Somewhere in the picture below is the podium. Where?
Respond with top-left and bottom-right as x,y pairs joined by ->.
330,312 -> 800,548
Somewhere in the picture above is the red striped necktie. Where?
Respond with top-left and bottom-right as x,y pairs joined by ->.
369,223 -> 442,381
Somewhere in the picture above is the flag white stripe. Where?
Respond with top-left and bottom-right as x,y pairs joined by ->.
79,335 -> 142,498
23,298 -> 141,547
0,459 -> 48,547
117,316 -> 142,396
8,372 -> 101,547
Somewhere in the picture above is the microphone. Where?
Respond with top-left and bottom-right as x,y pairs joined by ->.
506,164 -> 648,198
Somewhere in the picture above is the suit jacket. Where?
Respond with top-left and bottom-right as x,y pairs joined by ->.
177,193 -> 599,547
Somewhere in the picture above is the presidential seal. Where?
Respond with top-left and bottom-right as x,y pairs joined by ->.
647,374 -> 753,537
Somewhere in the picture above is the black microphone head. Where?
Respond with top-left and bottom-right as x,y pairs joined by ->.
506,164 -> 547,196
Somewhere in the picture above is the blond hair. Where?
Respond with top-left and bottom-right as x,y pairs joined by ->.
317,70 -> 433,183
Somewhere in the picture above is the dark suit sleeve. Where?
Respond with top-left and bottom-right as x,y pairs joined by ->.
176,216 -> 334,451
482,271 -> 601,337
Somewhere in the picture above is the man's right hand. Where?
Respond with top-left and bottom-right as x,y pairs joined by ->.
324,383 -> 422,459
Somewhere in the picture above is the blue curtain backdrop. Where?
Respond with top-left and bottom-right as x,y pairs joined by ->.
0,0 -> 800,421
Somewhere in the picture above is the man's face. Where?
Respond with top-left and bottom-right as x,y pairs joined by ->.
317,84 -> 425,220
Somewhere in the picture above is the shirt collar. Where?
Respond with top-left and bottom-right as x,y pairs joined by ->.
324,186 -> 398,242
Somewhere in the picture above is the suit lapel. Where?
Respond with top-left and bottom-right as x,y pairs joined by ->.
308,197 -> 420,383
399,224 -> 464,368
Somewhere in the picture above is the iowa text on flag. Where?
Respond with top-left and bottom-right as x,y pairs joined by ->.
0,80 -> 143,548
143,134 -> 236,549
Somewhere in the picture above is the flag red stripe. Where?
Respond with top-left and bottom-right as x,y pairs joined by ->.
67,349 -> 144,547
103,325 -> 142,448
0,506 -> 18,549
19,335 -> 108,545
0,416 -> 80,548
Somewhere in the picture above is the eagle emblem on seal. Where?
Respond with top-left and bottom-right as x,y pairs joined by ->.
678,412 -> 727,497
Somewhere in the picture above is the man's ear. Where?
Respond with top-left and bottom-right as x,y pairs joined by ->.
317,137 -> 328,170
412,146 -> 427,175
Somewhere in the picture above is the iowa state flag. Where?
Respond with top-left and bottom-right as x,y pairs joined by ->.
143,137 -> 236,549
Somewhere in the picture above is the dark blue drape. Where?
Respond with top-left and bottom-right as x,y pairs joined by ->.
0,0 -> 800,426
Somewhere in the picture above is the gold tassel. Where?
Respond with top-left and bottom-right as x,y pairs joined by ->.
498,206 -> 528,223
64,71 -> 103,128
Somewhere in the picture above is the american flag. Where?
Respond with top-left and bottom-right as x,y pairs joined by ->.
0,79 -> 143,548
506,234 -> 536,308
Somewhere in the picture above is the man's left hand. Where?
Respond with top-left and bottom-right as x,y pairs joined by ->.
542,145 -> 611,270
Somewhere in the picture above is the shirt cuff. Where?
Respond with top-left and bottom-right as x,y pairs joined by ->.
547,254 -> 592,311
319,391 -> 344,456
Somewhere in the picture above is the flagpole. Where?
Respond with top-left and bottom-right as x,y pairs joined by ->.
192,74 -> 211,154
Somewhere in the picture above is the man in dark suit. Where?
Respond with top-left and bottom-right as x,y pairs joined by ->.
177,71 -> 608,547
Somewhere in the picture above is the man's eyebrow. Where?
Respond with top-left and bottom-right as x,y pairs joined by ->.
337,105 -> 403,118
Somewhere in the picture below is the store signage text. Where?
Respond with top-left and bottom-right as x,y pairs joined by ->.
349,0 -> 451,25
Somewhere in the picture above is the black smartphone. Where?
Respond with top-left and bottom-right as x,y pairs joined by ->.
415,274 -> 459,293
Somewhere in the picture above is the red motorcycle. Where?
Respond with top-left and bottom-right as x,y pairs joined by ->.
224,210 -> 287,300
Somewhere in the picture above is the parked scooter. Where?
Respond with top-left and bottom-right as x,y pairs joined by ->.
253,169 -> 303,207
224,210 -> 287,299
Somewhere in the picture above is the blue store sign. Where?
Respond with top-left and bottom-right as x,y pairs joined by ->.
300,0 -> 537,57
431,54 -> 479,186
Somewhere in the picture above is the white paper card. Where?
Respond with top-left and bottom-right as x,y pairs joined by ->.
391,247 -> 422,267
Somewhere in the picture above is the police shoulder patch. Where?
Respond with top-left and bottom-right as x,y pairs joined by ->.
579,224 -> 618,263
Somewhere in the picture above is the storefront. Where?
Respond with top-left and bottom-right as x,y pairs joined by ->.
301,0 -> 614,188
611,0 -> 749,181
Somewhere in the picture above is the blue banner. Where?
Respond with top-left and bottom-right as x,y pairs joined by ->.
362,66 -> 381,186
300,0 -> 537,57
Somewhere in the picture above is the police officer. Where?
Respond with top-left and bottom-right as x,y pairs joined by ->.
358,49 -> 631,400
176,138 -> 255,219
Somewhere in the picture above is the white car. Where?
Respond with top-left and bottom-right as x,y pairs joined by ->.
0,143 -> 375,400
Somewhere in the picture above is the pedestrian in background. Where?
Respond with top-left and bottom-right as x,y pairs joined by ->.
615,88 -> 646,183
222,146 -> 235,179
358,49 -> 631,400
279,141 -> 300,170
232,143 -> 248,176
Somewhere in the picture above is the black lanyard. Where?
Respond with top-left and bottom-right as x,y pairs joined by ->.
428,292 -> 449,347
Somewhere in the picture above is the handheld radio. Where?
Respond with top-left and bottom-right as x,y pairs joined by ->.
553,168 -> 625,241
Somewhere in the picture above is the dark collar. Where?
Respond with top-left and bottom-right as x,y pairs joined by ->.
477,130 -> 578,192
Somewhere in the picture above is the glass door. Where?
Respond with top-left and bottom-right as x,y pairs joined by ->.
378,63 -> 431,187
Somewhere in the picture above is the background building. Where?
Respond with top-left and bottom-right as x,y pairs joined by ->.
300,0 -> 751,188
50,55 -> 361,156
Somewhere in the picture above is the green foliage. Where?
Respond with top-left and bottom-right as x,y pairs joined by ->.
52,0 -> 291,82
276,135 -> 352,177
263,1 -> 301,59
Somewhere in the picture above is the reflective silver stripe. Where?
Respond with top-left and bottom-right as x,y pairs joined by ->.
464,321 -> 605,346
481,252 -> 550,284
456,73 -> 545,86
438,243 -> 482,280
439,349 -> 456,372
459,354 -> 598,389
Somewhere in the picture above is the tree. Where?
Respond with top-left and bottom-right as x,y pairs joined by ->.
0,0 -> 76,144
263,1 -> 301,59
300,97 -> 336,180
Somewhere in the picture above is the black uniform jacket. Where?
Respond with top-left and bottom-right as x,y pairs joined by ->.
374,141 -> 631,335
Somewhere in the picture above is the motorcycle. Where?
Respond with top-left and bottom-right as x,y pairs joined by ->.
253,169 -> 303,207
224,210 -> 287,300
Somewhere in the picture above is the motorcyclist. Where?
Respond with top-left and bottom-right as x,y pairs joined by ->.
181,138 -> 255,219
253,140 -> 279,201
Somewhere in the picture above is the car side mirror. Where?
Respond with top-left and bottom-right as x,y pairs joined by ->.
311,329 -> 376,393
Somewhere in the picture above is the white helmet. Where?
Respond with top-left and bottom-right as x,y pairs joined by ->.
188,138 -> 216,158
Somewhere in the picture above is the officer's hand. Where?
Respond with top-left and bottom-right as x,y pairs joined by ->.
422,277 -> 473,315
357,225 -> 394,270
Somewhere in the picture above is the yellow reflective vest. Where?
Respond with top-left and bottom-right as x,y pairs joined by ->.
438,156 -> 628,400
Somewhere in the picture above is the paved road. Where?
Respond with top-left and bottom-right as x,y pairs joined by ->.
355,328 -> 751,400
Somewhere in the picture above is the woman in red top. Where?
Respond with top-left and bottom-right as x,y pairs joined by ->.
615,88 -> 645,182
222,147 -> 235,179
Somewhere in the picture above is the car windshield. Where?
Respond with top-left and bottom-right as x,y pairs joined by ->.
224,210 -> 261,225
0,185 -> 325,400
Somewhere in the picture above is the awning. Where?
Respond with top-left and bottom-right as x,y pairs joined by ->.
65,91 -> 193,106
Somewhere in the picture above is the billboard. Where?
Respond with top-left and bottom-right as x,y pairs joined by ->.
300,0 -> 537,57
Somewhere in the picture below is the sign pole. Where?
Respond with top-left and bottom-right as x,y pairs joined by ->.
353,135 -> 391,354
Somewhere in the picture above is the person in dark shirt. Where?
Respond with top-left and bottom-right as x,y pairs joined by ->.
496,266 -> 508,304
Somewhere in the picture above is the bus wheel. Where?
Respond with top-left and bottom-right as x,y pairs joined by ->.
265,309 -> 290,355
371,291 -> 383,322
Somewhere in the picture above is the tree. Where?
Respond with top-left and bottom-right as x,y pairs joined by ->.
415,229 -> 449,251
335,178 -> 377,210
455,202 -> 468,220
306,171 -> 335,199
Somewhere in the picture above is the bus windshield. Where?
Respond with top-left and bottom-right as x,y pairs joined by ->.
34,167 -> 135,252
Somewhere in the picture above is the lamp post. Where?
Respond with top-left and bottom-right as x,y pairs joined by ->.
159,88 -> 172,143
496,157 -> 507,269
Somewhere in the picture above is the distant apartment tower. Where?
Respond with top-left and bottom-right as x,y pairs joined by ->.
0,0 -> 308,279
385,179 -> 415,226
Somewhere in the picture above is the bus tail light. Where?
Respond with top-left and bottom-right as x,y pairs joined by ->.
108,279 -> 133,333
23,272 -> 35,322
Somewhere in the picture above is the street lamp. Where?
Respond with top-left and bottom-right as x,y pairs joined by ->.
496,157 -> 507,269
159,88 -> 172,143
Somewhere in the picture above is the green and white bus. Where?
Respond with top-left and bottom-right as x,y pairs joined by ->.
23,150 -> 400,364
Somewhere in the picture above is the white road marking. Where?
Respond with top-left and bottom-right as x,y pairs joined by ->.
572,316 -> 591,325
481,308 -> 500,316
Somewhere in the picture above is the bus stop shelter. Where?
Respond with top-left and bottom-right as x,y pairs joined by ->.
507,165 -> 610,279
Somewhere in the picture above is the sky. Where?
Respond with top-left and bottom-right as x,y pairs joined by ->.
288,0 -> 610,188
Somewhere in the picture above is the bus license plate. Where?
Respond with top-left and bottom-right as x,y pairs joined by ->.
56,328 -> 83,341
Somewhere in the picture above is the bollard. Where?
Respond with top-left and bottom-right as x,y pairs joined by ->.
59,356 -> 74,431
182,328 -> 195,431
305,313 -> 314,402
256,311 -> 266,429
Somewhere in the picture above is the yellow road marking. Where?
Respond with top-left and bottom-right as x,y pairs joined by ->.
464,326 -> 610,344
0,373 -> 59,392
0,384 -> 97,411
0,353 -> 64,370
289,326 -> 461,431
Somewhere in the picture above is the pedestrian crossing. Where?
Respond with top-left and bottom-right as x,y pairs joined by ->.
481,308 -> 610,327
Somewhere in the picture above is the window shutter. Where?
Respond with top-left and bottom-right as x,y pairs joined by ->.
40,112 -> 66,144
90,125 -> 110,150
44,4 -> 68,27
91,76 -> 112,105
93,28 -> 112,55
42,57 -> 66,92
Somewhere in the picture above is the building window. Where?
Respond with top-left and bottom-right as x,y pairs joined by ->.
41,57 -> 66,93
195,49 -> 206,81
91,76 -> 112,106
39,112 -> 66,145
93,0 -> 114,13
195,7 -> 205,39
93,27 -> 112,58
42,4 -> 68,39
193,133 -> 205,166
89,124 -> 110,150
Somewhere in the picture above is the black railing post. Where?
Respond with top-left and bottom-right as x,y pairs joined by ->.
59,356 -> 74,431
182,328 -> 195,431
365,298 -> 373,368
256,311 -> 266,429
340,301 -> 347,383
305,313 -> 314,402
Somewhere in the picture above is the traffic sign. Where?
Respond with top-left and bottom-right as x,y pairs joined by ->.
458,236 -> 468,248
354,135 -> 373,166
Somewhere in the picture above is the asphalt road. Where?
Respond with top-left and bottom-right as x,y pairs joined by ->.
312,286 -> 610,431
━━━━━━━━━━━━━━━━━━━━
* _To be done_: Can you give the records from the line with "Somewhere in the picture above is the dark suit" to the line with "324,383 -> 422,459" again, with "sleeve" swapped for "cuff" and nothing else changed?

* _Task solution_:
Somewhere in the picture above is the dark suit cuff. Where?
Respond with top-left and bottom-right as x,y pairs joined by ->.
176,216 -> 334,451
482,271 -> 601,337
Somewhere in the picture above is the man's right hand. Where?
Respond with top-left and bottom-right as x,y pairs joined by ->.
324,383 -> 422,459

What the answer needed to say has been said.